_ACTIVITY:_
Your task is to output, without alteration, each line from the one containing "For every instance of the blue" through the final line of the records below.

_DATASET CONTENT:_
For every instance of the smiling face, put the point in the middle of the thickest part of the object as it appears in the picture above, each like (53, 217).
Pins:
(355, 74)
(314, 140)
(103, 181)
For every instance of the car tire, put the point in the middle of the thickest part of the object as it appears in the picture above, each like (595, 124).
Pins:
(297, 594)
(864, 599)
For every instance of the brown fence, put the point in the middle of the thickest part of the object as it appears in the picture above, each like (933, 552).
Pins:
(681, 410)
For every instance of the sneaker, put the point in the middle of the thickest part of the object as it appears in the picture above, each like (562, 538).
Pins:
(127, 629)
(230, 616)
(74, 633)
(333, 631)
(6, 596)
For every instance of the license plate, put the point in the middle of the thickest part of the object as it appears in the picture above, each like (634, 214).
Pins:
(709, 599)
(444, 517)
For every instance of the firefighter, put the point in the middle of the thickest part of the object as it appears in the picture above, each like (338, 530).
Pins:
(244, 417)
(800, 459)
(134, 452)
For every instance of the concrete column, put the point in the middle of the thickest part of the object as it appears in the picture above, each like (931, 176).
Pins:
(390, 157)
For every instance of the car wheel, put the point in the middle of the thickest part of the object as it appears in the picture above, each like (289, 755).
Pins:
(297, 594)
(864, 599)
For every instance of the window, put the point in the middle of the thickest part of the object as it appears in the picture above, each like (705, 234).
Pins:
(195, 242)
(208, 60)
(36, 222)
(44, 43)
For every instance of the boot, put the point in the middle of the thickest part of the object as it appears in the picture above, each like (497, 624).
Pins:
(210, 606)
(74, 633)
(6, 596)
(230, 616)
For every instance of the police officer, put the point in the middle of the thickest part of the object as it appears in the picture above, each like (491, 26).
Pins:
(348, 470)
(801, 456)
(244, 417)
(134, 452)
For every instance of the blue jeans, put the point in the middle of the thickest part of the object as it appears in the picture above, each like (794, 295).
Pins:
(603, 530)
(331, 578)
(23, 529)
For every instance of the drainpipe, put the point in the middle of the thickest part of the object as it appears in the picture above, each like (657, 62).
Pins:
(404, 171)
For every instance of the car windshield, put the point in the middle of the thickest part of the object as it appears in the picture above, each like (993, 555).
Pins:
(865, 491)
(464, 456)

_EXERCISE RESULT:_
For every instance of the blue jeans, put the point in the middle of the thickest part of the object as it appears in the picture above, each like (794, 295).
Pins:
(603, 530)
(331, 578)
(23, 529)
For every instance of the drainpipe, put the point in the middle of the thickest part of the object as it appears in the picture above, each like (657, 62).
Pins:
(404, 171)
For every instance of the car windshield, put the point in the middle of the thickest part of the object as it appears in the picture above, each like (993, 555).
Pins:
(865, 491)
(464, 456)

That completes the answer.